What the exercise asks: Each line from the one containing "Provide the pixel coordinates of one point on the cathedral" through the final line below must be reproduced exactly, and no others.

Extracted material:
--
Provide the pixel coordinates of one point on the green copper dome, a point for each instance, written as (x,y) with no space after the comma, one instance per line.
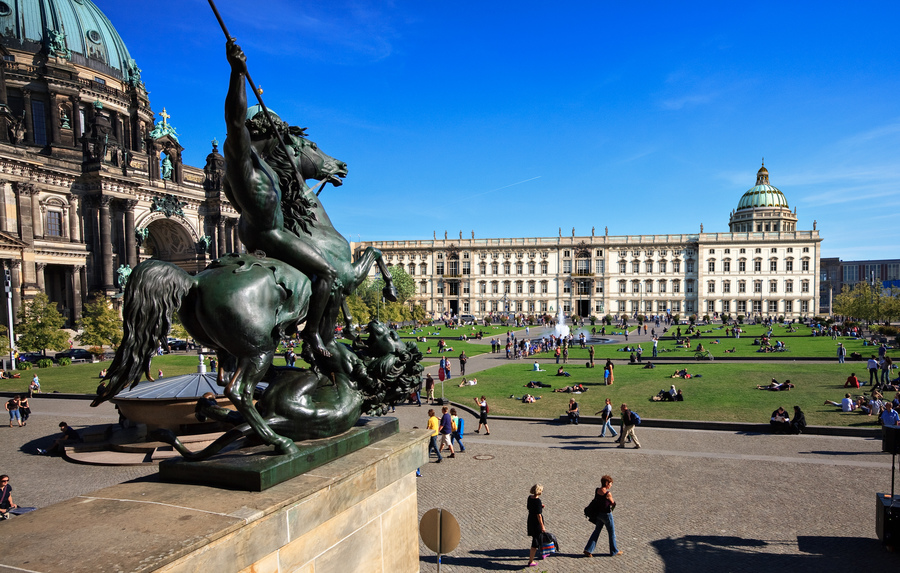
(763,194)
(72,29)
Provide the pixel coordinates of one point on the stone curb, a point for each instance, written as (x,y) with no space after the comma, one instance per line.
(696,425)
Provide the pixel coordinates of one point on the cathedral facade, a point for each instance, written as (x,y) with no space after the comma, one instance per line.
(762,266)
(90,182)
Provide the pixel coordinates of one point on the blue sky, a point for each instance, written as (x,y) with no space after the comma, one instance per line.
(517,118)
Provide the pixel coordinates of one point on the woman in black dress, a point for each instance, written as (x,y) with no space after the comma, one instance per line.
(535,520)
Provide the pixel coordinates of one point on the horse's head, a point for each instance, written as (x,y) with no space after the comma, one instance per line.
(316,164)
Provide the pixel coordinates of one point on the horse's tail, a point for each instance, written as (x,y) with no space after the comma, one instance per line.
--
Solution for this exercise:
Provide the pixel coordinates of one point on the cathedral facade, a point for each instance, written as (x,y) with no space after the comma, one instance per line.
(762,266)
(90,182)
Provide the pixel coordinates of one point on the blue sky, a point for each instance, written as (x,y) with no space after the comma, one instance per line.
(517,118)
Provide the pixel coordinates of one point on the woman in black dress, a point for each instance, written as (x,y) with no space after the comma, one instance per line.
(535,520)
Provide the pixel coordinates of one point on the horse's head, a point for each instance, written as (x,y) with no space after the comma, one instance per line.
(316,164)
Provide the pixel coordinates of one point on the horse's tail, a point for each instance, written as (x,y) with no space after the comma, one instance per line.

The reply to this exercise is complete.